(GIVEN EXERCISE) Return the line containing "Identify each instance of the blue sky" and all lines after it exactly; stop at the end of the material.

━━━━━━━━━━━━━━━━

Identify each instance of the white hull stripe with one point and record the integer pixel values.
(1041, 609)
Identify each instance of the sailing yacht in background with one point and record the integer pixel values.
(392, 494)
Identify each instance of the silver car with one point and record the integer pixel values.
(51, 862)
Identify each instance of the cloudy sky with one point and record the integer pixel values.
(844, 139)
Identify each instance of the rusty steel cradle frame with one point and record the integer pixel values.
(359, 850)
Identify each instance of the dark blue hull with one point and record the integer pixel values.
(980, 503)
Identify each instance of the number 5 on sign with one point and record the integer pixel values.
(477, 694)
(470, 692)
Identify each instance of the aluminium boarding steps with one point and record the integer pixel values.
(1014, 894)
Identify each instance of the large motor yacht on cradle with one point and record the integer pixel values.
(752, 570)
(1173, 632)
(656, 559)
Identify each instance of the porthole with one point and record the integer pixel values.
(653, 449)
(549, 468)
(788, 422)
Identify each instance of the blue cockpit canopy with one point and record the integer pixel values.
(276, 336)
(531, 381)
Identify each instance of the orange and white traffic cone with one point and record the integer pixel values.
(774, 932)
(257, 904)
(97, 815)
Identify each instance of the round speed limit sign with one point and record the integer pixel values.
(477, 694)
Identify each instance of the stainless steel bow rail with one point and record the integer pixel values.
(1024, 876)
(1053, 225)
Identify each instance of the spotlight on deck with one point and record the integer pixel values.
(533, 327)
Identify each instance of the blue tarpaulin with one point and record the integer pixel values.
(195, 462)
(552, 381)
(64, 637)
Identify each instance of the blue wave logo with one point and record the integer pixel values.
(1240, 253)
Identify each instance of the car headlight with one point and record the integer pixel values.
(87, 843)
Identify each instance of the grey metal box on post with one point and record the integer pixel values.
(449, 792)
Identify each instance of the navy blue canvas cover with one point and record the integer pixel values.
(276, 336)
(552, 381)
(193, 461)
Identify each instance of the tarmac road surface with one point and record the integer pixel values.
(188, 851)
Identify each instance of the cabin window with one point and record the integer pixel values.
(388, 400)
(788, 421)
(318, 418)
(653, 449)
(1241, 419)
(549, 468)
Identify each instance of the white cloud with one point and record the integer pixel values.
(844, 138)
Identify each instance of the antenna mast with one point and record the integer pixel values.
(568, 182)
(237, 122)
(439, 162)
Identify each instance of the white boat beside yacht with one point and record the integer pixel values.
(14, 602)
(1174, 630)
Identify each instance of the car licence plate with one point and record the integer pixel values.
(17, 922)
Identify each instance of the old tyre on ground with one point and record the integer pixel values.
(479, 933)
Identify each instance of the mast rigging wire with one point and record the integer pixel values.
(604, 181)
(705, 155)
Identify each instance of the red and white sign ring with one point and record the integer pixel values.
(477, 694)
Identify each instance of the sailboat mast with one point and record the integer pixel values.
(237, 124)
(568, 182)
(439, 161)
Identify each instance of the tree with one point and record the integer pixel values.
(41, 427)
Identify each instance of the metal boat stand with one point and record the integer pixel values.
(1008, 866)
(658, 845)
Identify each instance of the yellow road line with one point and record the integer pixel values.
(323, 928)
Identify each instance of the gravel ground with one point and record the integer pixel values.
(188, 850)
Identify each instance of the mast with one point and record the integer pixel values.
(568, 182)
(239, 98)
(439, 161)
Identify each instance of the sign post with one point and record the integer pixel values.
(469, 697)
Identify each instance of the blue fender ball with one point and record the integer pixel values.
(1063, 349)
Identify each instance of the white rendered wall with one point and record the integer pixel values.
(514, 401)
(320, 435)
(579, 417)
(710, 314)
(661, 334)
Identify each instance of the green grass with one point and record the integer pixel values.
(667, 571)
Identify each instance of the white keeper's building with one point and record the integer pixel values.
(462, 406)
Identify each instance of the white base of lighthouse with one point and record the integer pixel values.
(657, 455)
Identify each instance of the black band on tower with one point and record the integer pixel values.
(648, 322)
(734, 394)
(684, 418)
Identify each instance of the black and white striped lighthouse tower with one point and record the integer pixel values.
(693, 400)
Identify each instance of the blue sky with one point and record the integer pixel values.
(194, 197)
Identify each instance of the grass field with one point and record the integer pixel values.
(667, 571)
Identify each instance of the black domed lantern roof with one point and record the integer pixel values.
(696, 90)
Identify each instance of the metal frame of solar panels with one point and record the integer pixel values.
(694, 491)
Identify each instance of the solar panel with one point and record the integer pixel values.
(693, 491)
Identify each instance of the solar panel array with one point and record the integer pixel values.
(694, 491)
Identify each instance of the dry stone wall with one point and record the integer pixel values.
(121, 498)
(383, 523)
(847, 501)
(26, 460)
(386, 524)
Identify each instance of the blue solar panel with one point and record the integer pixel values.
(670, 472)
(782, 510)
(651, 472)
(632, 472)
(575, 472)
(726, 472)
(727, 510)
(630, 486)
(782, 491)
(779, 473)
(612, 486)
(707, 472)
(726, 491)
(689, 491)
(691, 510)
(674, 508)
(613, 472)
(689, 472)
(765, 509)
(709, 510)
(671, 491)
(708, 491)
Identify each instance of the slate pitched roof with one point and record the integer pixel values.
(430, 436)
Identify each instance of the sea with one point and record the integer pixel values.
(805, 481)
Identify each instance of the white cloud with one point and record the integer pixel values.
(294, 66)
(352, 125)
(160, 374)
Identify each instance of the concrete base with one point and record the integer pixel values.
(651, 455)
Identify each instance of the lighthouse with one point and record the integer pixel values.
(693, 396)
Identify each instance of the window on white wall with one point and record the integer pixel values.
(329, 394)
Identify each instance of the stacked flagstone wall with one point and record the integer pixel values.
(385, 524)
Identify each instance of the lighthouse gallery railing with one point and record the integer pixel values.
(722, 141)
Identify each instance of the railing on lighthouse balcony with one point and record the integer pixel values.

━━━━━━━━━━━━━━━━

(EXERCISE OUTPUT)
Identify each instance of the blue sky with one point and record the integer pixel values.
(194, 197)
Identify each instance of the grass field with one point and record the integer pixel values.
(667, 571)
Identify each instance of the black domed lantern roof with one point and record the integer pixel values.
(696, 90)
Identify each instance of the metal frame of solar panels with one point and record the integer pixel values.
(694, 491)
Identify each instance of the solar panel with one point and record the integer pixel values.
(693, 491)
Identify each instance of the solar panel array with one point and record the integer pixel values.
(694, 491)
Identify each instance of the dry stone wall with one point and record the integer pixel values.
(121, 498)
(383, 523)
(847, 501)
(26, 460)
(386, 524)
Identify each instance of the blue solar panel with one point and record the integer pixel values.
(670, 472)
(782, 510)
(651, 472)
(632, 472)
(575, 472)
(726, 472)
(727, 510)
(630, 486)
(782, 491)
(779, 473)
(612, 486)
(707, 472)
(726, 491)
(689, 491)
(691, 510)
(674, 508)
(613, 472)
(689, 472)
(765, 509)
(709, 510)
(671, 491)
(708, 491)
Identify each instance of the slate pitched roof with one point and record the integer pixel values.
(430, 436)
Identify each instance of the sea with one point and record the integer pixel values.
(805, 481)
Identify each instance of the white cloud with one point and record the integer pixel values.
(294, 66)
(352, 125)
(160, 374)
Identify each instance of the concrete base with one point and record the integer pixel values.
(651, 455)
Identify each instance of the lighthouse with one point and record the integer pixel values.
(693, 396)
Identify each instance of the window on white wall with one point and record the integer pixel values.
(329, 394)
Identify each instance of the stacked flagstone wall with one point and record the integer pixel values.
(385, 524)
Identify each instance of the lighthouse gallery railing with one point and record the integer pixel values.
(722, 141)
Identify each instance of the railing on lighthouse balcony with one point and record the integer pixel values.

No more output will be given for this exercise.